The task: In the passage on quadrilaterals below, write out word for word the portion starting at "A Quadrilaterals Formula" and ending at "sides and angles.".

Text passage:
START

Quadrilaterals Formula: Definitions, Properties, Examples

A Quadrilaterals Formula is a four-sided closed figure and it is also a type of polygon that has four edges, four angles, and four corners or vertices. Basically, the word quadrilateral is derived from the Latin words “quad”, which means a variant of four, and “latus”, which means side. Sometimes it is also known as tetragon, taken from the Greek word “tetra”, which also means four, and “gon” means corner or angle.

A quadrilateral is made by simply joining the four non-collinear points and the very important thing to remember about the quadrilateral is that the sum of its interior angles is always equal to 360 degrees.

It is not compulsory that all four sides of a quadrilateral should be of equal in length. Hence, there exist different forms of quadrilaterals depending on their sides and angles.

From the above figure, we have two triangles namely BCD and ABD

On finding the areas of the given triangles separately, we get that

The area of the triangle BCD = (1/2) × d × h1

The area of the triangle ABD = (1/2) × d × h2

The area of the quadrilateral ABCD = Sum of areas of ΔBCD and ΔABD.

END

Data records:

START

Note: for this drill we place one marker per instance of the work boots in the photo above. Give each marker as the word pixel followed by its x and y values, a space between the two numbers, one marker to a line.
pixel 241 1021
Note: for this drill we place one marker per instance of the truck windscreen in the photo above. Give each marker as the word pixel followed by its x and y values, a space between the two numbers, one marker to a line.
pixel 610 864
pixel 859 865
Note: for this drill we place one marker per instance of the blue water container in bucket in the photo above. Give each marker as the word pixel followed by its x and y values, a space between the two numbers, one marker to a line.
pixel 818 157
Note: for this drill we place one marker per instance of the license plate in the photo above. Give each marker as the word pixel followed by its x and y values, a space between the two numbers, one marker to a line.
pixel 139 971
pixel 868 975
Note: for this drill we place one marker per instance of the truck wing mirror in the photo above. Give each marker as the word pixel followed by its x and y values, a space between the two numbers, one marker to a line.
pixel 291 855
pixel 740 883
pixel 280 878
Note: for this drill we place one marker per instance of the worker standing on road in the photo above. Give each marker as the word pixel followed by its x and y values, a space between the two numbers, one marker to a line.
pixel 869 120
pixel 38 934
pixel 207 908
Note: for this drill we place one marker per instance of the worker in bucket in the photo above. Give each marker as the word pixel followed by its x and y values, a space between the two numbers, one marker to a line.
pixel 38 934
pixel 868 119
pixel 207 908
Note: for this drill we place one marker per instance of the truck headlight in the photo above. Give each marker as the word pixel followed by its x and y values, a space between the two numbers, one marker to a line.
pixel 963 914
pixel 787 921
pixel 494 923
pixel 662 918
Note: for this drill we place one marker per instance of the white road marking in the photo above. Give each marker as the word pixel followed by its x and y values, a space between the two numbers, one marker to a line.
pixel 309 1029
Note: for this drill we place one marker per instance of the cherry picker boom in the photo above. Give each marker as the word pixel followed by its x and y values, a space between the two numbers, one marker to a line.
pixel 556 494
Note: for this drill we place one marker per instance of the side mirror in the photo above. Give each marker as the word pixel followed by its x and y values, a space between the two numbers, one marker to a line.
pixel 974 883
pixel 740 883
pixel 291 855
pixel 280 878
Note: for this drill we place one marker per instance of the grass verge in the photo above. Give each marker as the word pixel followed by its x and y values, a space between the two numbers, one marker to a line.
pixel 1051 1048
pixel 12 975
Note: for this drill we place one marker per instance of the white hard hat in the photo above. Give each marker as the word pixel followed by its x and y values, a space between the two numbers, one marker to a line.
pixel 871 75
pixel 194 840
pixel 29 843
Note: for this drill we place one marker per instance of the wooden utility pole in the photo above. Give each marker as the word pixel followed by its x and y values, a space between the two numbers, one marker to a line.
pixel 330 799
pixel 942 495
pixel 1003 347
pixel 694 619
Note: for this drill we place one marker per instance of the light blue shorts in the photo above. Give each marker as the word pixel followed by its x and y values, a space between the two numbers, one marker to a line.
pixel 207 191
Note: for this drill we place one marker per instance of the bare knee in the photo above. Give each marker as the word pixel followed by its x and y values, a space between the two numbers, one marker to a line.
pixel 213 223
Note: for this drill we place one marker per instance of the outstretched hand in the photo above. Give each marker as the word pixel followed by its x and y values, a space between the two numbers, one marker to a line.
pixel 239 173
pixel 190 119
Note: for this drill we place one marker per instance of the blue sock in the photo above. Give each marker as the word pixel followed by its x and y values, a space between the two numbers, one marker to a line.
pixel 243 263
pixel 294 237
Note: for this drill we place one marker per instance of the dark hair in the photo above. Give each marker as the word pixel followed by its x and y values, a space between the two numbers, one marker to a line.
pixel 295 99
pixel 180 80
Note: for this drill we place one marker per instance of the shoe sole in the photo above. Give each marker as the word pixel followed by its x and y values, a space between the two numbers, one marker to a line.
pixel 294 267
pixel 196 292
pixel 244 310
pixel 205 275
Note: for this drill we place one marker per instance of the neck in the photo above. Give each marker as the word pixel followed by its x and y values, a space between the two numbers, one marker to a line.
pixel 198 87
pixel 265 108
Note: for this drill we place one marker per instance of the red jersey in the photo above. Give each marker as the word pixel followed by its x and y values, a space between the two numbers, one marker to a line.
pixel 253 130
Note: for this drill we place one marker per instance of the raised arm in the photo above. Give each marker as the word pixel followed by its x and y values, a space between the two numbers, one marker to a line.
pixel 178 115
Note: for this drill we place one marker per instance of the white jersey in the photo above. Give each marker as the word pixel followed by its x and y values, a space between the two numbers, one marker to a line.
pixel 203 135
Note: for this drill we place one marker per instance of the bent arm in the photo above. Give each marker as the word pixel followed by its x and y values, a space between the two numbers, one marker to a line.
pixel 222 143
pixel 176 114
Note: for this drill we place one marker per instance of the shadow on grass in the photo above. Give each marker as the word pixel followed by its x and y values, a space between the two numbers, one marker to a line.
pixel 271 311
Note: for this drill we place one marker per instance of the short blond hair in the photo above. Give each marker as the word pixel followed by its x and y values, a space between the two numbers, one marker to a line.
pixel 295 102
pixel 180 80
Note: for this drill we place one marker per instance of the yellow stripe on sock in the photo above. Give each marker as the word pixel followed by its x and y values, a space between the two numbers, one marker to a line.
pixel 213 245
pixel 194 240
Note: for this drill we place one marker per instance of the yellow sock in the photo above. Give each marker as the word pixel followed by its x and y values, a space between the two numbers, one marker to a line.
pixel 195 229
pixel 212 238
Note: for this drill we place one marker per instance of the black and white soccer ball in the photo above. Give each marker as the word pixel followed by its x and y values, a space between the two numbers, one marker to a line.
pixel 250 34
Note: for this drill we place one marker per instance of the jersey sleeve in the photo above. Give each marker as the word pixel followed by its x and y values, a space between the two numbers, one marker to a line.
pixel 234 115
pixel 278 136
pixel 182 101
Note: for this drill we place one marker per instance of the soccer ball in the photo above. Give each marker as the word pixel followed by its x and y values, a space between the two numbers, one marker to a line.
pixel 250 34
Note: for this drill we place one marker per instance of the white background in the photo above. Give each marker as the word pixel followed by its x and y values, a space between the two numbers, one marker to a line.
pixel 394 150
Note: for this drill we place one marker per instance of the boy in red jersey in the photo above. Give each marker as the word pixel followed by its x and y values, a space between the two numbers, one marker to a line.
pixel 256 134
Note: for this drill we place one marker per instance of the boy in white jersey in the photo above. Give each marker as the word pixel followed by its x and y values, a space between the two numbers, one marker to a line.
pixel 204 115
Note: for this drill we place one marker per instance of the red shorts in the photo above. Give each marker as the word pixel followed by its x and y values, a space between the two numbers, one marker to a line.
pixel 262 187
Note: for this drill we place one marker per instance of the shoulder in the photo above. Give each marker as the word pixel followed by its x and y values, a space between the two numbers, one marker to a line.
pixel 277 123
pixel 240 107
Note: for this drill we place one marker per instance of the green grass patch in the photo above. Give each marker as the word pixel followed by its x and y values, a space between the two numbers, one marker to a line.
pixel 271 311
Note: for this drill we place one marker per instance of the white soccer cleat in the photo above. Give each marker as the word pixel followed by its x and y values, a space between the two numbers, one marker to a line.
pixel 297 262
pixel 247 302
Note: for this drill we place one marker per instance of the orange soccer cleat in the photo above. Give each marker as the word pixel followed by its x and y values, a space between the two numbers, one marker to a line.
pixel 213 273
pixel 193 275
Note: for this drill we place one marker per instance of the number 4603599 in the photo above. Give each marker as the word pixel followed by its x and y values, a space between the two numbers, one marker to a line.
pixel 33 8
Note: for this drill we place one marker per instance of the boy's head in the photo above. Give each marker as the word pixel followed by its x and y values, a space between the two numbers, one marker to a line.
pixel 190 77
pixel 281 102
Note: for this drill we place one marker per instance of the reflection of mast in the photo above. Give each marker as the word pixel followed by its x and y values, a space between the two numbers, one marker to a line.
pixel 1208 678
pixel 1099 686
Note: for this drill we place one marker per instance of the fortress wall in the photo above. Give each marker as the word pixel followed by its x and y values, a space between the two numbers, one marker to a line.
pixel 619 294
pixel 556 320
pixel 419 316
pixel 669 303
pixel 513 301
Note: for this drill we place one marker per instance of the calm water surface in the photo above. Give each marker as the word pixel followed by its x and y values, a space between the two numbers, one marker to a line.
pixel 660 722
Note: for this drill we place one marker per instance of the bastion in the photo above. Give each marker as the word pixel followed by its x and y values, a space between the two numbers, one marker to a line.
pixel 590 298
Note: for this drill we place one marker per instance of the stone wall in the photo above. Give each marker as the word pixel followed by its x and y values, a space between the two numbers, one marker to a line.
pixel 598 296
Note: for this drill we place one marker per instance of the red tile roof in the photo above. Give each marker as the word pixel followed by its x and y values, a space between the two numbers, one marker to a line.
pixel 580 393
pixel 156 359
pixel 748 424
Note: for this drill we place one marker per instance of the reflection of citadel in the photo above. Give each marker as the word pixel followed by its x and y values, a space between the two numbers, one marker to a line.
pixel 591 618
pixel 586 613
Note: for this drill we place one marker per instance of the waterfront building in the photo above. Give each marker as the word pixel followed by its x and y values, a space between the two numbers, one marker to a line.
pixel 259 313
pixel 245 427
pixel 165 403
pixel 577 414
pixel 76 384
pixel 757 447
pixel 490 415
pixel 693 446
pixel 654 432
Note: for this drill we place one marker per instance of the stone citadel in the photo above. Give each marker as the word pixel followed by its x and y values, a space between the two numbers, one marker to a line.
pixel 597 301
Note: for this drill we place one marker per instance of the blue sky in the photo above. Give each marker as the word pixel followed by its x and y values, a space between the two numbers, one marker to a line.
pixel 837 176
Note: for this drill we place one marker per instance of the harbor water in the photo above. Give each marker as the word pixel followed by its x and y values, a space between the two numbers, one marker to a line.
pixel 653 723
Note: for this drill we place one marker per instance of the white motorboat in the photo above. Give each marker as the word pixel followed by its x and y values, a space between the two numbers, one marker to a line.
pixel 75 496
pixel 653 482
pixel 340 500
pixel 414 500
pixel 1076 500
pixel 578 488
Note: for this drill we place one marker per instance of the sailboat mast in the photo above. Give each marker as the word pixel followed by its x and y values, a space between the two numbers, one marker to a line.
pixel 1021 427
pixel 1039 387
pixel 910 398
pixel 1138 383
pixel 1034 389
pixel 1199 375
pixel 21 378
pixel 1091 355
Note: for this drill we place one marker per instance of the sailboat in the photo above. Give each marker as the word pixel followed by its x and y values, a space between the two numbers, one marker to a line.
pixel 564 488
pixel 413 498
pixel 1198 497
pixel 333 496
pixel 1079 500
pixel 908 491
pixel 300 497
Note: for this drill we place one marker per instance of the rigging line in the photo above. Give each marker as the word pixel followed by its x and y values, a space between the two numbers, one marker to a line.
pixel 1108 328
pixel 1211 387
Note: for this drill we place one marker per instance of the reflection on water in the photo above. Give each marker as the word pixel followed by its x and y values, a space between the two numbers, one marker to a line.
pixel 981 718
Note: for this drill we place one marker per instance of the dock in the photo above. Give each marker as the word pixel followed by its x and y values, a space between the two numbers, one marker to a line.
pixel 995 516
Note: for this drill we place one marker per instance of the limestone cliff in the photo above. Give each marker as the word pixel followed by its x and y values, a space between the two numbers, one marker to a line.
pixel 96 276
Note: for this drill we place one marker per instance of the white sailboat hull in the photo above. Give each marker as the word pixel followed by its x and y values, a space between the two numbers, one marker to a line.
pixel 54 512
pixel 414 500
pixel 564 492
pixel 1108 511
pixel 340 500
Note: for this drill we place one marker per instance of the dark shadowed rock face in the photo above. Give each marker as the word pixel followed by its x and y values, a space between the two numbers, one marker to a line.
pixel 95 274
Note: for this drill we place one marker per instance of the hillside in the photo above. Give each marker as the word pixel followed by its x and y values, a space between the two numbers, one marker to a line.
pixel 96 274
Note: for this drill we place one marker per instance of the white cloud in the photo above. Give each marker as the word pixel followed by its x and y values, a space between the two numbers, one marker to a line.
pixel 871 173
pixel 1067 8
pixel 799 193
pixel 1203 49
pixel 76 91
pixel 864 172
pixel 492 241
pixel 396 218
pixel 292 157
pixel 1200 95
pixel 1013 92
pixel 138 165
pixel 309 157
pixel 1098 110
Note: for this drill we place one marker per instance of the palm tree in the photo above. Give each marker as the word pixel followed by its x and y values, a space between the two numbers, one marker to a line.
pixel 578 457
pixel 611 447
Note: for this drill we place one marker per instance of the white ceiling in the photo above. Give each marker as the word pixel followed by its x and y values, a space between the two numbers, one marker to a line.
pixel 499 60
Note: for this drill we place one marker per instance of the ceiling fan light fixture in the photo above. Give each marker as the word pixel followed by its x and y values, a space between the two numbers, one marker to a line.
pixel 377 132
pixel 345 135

END

Written solution:
A Quadrilaterals Formula is a four-sided closed figure and it is also a type of polygon that has four edges, four angles, and four corners or vertices. Basically, the word quadrilateral is derived from the Latin words “quad”, which means a variant of four, and “latus”, which means side. Sometimes it is also known as tetragon, taken from the Greek word “tetra”, which also means four, and “gon” means corner or angle.

A quadrilateral is made by simply joining the four non-collinear points and the very important thing to remember about the quadrilateral is that the sum of its interior angles is always equal to 360 degrees.

It is not compulsory that all four sides of a quadrilateral should be of equal in length. Hence, there exist different forms of quadrilaterals depending on their sides and angles.